§ **WHAT TO WORK ON**
a - In the Metroidvania preview, which game does Grégoire say his weapon system is more reminiscent of?
b - Extend the Metroidvania preview past its final sentence.

§ **QUOTED PASSAGE**
There are about 15 different creature forms (or so the UI in my demo implied), and while you're initially limited to copying nearby corpses, by using the same forms repeatedly you can permanently unlock them and assign a few of them to your loadout. This works just like your weapons, abilities, and equipment (think Hollow Knight charms), which all have limited slots that can be reallocated at save points. I didn't realize this at all in the first demo, and the combat and exploration implications of having the monster forms of my choice on tap are making my head spin. It's a huge addition to the Metroidvania genre's search-action formula. It's not just me, either; Grégoire says that balancing for all the creature forms, and finding the literal balance of vanilla Harlo and biomorphed play time, was difficult.
"Right now, even the demo that you have, a main issue that we had was the balance. We're still working on that, but it was the balance between the weapon that you have as the player and the weapon that you have as the creatures. I did a system that is more reminiscent of Ender Lilies. [For example,] the weapon that you have, the gun, was overpowered. Somebody could kill the boss because you always add infinite charge, so somebody could get on the wall and just shoot. So we needed to be wise about how we handled that. And there were some creatures that can throw a boomerang, or something like that, which is a little bit like the gun because it can deal multiple hits if there are multiple creatures in this path.
"We needed to be wise about that. So by putting some charge on the weapon of the main character, it helps to create a better balance in that time that you spend as the monster and the time that you spend as the main character. This is what we really wanted, people to be able to play between the two."
Cherries on top
The central copycat mechanic also feeds back into that classic Metroidvania exploration and progression in another interesting way. When you absorb a creature's abilities, that specific creature – not every member of the species – will grow stronger over time, to the point that it will have new attacks and abilities when you encounter it while backtracking later into the game. This adds a small cost to using your alternate forms, and in theory, it makes for a more dynamic difficulty curve.

(Coordinate annotation entries)
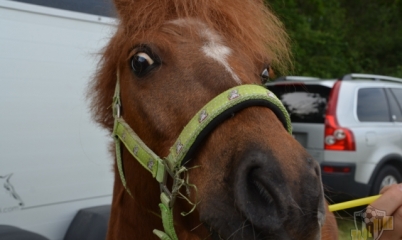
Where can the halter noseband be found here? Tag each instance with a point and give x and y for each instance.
(212, 114)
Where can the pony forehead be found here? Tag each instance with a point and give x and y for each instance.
(213, 46)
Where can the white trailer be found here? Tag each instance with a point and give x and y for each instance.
(53, 158)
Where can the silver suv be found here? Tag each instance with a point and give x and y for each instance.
(352, 126)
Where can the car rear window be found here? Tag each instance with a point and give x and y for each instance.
(305, 103)
(372, 105)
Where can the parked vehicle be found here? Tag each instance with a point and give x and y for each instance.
(352, 126)
(54, 161)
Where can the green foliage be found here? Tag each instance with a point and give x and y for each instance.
(333, 37)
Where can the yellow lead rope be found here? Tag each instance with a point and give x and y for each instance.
(353, 203)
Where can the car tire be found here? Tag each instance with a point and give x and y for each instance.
(386, 176)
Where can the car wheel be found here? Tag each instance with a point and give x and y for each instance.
(386, 176)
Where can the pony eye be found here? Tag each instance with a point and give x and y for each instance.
(265, 75)
(142, 63)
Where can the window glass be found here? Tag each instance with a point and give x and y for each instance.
(372, 105)
(398, 95)
(396, 108)
(305, 103)
(96, 7)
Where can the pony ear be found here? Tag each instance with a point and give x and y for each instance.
(122, 6)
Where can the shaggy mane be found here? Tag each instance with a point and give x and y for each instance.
(249, 24)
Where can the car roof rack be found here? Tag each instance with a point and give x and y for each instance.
(296, 78)
(374, 77)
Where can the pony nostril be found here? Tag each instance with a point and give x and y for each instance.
(259, 188)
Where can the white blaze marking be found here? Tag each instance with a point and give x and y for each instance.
(217, 51)
(213, 48)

§ **SOLVED PROBLEMS**
a - Ender Lilies.

b -
"We really wanted to have some increase of difficulty, and at the same time, it's up to the player to do it or not," Grégoire adds. "You need to biomorph a creature a certain amount of times to add it to what we call the arsenal, where you can transform back at will. But when you biomorph more creatures, you can unlock a new level for that creature so it gets stronger on your side. You have a stronger version when you are that creature. But if you don't like it, you can choose not to biomorph more of these creatures. So you can choose which one you want to maximize, and which one you want to say, 'oh, I don't really like that specific creature, I don't want to maximize it because I'll be coming back here later and it would just be harder for me.' So it's really a choice that we wanted to give to the player."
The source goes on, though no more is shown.